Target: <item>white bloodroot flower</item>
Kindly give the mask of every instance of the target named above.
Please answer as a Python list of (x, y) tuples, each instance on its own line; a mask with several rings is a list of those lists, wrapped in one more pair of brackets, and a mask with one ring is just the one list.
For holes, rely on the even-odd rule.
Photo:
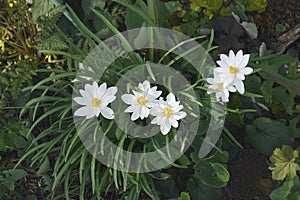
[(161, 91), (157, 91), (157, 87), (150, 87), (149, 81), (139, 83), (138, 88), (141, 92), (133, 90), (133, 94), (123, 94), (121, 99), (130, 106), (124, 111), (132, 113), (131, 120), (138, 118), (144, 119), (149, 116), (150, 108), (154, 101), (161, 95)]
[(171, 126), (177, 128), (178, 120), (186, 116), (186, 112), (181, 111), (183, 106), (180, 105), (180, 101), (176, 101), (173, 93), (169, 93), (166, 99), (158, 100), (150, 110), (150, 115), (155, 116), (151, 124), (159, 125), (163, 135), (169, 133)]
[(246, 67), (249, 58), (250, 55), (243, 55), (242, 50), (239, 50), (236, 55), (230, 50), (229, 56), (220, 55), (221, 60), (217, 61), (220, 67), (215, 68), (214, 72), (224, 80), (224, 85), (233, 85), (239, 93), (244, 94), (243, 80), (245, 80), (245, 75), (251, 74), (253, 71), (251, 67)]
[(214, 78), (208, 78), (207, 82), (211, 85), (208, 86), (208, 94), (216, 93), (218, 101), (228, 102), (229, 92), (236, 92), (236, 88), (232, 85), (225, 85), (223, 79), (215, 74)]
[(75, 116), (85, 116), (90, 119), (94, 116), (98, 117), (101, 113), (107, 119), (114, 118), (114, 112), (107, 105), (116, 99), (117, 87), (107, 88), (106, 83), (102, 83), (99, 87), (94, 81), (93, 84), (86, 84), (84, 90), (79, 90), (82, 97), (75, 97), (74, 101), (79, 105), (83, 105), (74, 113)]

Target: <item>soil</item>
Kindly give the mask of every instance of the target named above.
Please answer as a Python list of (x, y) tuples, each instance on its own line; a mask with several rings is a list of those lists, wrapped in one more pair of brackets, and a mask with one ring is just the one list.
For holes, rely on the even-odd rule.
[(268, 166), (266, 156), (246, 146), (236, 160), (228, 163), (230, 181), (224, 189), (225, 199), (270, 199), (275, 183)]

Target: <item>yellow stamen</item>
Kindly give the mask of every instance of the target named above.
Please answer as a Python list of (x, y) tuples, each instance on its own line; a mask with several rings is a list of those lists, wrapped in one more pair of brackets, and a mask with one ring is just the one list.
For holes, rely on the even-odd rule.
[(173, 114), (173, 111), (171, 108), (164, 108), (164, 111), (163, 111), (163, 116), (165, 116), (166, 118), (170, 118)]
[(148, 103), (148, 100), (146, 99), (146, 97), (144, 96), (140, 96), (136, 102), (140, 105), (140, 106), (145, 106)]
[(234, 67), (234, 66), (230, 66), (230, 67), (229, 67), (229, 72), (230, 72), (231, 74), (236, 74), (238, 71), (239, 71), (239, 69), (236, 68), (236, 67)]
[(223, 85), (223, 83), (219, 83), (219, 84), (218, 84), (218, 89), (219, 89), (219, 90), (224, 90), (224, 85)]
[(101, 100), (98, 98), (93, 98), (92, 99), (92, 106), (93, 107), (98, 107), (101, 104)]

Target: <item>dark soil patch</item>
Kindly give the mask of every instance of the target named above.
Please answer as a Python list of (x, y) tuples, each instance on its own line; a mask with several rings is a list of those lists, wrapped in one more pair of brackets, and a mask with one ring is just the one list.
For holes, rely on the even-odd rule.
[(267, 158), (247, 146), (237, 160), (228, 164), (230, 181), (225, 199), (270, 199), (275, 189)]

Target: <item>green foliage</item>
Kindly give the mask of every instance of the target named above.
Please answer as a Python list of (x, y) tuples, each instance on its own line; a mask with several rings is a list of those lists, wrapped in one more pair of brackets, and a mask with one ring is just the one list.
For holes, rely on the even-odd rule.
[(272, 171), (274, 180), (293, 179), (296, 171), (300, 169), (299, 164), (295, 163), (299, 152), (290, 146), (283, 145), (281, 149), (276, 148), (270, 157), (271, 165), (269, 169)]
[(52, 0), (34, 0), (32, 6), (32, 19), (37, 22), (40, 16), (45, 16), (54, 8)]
---
Problem | Output all of the records word for word, and keep the pictures out of the copy.

Task output |
Target: <item>white bloodroot flower</item>
Kindly give the mask of every instance of the target named above.
Please answer as a Python list of (x, y) tuples, each instance on its own line; a mask with several rings is a list of those lists, wrapped in one more pair of brackets, and a mask with one ring is just the one list.
For holes, rely on the even-odd rule.
Photo:
[(161, 91), (157, 91), (157, 87), (150, 87), (149, 81), (139, 83), (138, 88), (141, 92), (133, 90), (133, 94), (123, 94), (121, 99), (130, 106), (124, 111), (132, 113), (131, 120), (138, 118), (144, 119), (149, 116), (150, 108), (154, 101), (161, 95)]
[(171, 126), (177, 128), (178, 120), (186, 116), (186, 112), (181, 111), (183, 106), (180, 105), (180, 101), (176, 101), (173, 93), (169, 93), (166, 99), (158, 100), (150, 110), (150, 115), (155, 116), (151, 124), (159, 125), (163, 135), (169, 133)]
[(246, 67), (249, 58), (250, 55), (243, 55), (242, 50), (239, 50), (236, 55), (230, 50), (229, 56), (220, 55), (221, 60), (217, 61), (220, 67), (215, 68), (214, 72), (224, 80), (224, 85), (233, 85), (239, 93), (244, 94), (243, 80), (245, 80), (245, 75), (251, 74), (253, 71), (251, 67)]
[(214, 78), (208, 78), (207, 82), (211, 85), (208, 86), (208, 94), (216, 93), (218, 101), (228, 102), (229, 92), (236, 92), (236, 88), (232, 85), (225, 85), (223, 79), (215, 74)]
[(75, 116), (85, 116), (90, 119), (94, 116), (98, 117), (101, 113), (107, 119), (114, 118), (114, 112), (107, 105), (116, 99), (117, 87), (107, 88), (106, 83), (102, 83), (99, 87), (94, 81), (93, 84), (86, 84), (84, 90), (79, 90), (82, 97), (75, 97), (74, 101), (79, 105), (83, 105), (74, 113)]

Target: <item>soil</item>
Kindly give the mask of every instance of the target named above.
Please answer as a Python list of (x, y) tuples, each instance on its own line; a mask with several rings is a list of those lists, wrapped in one more pair of brackets, and a mask with one ring is just the one list.
For holes, rely on the even-odd rule.
[(268, 166), (266, 156), (246, 146), (236, 160), (228, 163), (230, 181), (224, 189), (225, 199), (270, 199), (275, 183)]

Target: <item>yellow stamen</item>
Kindly give the mask of every instance of the target named above.
Please answer as a Python list of (x, y) tuples, each instance on its own line; a mask with several rings is a list of those lists, wrapped in one more pair of brackets, and a mask with one ring is just the one list.
For holes, rely on the even-odd rule.
[(173, 114), (173, 111), (171, 108), (164, 108), (164, 111), (163, 111), (163, 116), (165, 116), (166, 118), (170, 118)]
[(148, 103), (148, 100), (146, 99), (146, 97), (144, 96), (140, 96), (136, 102), (140, 105), (140, 106), (145, 106)]
[(234, 67), (234, 66), (230, 66), (230, 67), (229, 67), (229, 72), (230, 72), (231, 74), (236, 74), (238, 71), (239, 71), (239, 69), (236, 68), (236, 67)]
[(223, 85), (223, 83), (219, 83), (219, 84), (218, 84), (218, 89), (219, 89), (219, 90), (224, 90), (224, 85)]
[(101, 100), (98, 98), (93, 98), (92, 99), (92, 106), (93, 107), (98, 107), (101, 104)]

Target: <item>dark soil patch</item>
Kindly give the mask of every instance of the target named above.
Please answer as a Python list of (x, y) tuples, each instance on its own line; a mask with several rings is a list of those lists, wrapped in one more pair of brackets, and a mask with one ring is just the one list.
For holes, rely on the even-odd rule.
[(267, 158), (247, 146), (237, 160), (228, 164), (230, 181), (225, 199), (270, 199), (275, 189)]

Target: <item>green foliage</item>
Kindly give the mask of every instance of the target named above.
Please answer as a Python list of (x, y) tuples, each instance on its own line; a mask with several rings is a list of those lists, wrapped in one more pair of brackets, and a mask with one ring is just the one list.
For holes, rely on the even-odd rule.
[(272, 171), (274, 180), (293, 179), (296, 171), (300, 169), (299, 164), (295, 163), (299, 152), (290, 146), (283, 145), (281, 149), (276, 148), (270, 157), (271, 165), (269, 169)]
[(52, 0), (34, 0), (32, 6), (32, 19), (37, 22), (40, 16), (45, 16), (54, 8)]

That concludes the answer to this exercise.